→ **Dataset records**
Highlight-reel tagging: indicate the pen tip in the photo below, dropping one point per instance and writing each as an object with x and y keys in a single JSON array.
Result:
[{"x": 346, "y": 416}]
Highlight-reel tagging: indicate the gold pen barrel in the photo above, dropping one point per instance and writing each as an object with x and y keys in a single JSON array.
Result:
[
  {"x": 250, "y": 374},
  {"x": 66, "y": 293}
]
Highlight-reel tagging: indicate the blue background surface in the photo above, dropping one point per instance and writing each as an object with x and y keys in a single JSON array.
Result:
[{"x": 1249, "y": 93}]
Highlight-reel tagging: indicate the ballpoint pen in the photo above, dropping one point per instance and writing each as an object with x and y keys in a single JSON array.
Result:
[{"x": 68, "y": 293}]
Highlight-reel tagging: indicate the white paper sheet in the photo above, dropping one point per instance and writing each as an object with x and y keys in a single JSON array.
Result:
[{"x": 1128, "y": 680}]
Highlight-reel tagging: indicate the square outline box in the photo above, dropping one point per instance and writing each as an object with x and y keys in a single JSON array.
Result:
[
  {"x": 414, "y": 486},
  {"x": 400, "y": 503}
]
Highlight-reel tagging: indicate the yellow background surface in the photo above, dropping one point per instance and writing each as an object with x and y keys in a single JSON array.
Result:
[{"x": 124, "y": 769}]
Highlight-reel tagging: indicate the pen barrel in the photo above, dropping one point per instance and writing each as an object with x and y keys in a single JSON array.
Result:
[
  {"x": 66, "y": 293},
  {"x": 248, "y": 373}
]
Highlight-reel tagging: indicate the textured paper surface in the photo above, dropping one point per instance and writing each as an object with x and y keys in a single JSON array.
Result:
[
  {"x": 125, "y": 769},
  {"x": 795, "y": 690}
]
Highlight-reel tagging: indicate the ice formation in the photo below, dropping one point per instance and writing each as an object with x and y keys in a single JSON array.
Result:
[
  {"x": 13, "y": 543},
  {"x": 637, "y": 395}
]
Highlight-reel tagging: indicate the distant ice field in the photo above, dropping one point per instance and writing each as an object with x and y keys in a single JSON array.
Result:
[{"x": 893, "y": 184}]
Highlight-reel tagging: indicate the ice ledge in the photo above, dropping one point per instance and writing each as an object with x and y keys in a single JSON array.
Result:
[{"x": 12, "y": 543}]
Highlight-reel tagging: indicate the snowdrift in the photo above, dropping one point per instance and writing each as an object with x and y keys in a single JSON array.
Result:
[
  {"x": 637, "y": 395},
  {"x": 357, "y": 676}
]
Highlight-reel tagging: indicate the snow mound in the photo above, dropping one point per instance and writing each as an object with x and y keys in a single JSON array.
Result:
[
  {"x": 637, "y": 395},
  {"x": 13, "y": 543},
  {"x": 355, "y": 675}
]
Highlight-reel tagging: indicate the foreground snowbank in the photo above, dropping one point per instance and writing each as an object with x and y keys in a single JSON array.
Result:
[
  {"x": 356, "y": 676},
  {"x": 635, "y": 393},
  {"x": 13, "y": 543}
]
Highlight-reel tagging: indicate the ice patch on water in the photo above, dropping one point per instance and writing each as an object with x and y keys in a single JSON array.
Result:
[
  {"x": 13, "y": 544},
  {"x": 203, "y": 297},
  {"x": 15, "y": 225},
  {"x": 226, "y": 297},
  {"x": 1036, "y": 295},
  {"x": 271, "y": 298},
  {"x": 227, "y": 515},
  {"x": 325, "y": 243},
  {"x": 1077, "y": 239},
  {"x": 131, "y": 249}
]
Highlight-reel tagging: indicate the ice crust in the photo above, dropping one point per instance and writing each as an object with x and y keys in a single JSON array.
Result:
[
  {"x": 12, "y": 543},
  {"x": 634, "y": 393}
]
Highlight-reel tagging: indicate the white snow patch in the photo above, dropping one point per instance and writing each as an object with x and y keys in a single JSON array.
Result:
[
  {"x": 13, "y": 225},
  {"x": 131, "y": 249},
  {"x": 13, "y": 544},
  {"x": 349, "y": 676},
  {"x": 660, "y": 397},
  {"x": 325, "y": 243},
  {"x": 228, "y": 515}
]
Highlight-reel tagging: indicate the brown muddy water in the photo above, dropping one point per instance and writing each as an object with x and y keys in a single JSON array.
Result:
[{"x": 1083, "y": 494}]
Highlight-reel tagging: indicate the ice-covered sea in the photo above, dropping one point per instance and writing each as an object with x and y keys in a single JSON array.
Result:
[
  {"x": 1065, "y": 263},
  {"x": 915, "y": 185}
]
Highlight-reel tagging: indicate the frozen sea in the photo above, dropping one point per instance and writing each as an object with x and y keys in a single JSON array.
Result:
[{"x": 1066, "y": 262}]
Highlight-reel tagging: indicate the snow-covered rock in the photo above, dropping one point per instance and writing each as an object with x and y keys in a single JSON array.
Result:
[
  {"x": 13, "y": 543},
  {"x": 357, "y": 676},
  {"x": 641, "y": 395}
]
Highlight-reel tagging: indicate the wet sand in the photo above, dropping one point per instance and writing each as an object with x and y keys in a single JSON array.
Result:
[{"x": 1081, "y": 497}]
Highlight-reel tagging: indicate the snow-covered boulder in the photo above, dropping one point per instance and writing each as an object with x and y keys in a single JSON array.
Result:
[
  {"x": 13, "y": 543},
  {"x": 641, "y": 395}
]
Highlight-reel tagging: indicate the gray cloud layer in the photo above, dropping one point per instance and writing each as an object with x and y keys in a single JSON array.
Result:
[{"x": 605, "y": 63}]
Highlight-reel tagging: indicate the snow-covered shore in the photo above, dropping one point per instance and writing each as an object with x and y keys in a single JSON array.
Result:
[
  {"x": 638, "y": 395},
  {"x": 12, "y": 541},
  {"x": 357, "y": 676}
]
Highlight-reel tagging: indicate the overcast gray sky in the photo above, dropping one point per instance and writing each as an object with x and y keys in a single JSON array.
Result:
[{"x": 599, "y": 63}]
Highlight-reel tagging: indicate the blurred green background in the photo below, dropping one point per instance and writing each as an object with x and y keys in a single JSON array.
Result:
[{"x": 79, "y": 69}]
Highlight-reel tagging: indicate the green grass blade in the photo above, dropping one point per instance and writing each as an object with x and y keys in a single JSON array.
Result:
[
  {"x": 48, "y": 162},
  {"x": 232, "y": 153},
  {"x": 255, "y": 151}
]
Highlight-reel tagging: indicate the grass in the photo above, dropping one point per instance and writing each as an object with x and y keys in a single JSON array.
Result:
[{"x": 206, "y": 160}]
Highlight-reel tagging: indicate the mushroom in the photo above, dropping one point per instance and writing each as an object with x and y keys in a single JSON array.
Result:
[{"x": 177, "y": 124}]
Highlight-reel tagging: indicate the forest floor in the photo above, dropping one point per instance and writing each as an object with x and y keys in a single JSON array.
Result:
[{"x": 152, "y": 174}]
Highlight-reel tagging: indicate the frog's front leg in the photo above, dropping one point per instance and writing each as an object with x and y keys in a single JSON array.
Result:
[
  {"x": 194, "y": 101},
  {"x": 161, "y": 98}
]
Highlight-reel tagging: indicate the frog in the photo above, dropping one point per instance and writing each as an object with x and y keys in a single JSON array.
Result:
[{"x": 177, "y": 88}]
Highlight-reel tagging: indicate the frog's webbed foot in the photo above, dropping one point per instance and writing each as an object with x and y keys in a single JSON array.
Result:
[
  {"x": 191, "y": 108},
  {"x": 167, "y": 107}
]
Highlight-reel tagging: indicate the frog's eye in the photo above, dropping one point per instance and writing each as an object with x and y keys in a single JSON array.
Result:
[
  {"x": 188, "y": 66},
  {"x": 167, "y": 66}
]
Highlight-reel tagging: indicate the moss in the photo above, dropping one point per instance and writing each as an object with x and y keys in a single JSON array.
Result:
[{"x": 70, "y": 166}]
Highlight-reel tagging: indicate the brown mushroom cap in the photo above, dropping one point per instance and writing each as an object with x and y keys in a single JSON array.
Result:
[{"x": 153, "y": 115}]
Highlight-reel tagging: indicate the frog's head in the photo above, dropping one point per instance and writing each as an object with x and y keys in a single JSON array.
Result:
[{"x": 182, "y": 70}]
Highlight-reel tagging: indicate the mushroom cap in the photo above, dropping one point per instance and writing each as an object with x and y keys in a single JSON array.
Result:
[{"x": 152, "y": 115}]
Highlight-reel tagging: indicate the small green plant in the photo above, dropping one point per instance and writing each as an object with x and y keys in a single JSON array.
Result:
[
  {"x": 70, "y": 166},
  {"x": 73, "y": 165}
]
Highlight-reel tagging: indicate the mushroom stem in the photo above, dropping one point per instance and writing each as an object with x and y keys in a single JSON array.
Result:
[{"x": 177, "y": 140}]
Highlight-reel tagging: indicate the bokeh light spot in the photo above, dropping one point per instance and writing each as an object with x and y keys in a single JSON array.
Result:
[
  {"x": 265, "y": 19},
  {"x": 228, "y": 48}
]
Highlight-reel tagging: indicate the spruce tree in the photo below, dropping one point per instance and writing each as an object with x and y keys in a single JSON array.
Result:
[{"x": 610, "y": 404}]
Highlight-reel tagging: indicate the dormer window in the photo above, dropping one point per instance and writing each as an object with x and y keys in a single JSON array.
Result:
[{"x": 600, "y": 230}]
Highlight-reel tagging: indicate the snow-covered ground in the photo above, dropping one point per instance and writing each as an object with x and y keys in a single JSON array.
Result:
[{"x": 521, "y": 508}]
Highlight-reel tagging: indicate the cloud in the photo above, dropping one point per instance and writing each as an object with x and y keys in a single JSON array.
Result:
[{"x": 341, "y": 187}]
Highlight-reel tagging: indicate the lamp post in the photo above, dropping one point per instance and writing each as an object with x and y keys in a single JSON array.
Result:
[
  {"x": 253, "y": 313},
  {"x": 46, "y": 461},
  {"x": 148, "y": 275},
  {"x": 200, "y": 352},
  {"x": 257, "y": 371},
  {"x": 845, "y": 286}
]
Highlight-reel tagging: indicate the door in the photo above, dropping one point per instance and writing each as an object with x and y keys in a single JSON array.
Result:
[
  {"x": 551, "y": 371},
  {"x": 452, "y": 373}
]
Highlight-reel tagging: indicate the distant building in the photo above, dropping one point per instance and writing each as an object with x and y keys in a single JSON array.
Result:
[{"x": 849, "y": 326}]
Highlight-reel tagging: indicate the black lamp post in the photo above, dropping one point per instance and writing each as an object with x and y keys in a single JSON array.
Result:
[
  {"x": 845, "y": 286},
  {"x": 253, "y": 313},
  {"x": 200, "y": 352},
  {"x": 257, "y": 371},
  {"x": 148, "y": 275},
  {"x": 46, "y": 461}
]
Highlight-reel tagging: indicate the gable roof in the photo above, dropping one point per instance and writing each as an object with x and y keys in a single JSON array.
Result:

→ **Stated goal**
Reproduce nothing but the lines from the line containing "Highlight-reel tagging: indicate the door" to the last line of the data, each exactly as written.

→ **Complete response**
Highlight-reel tagging: indicate the door in the photo above, dropping one point per instance and writing each as an object with x and y keys in a single JSON array.
Result:
[
  {"x": 551, "y": 371},
  {"x": 452, "y": 373}
]
Highlight-reel tagging: indicate the distant building in the photo above, dropping one point per instance and writing each as an object with x and y keys in a single JSON array.
Result:
[{"x": 849, "y": 326}]
Highlight-reel tagging: indicate the black lamp post in the photo above, dropping one point per instance and writing each as an object with x and y keys in a single JSON array.
Result:
[
  {"x": 845, "y": 286},
  {"x": 253, "y": 313},
  {"x": 200, "y": 352},
  {"x": 257, "y": 371},
  {"x": 148, "y": 275},
  {"x": 46, "y": 461}
]
Highlight-reel tagging: indicate the gable roof in the photo above, dropping one point per instance and writing each as an object with x and y keys in a single JSON array.
Result:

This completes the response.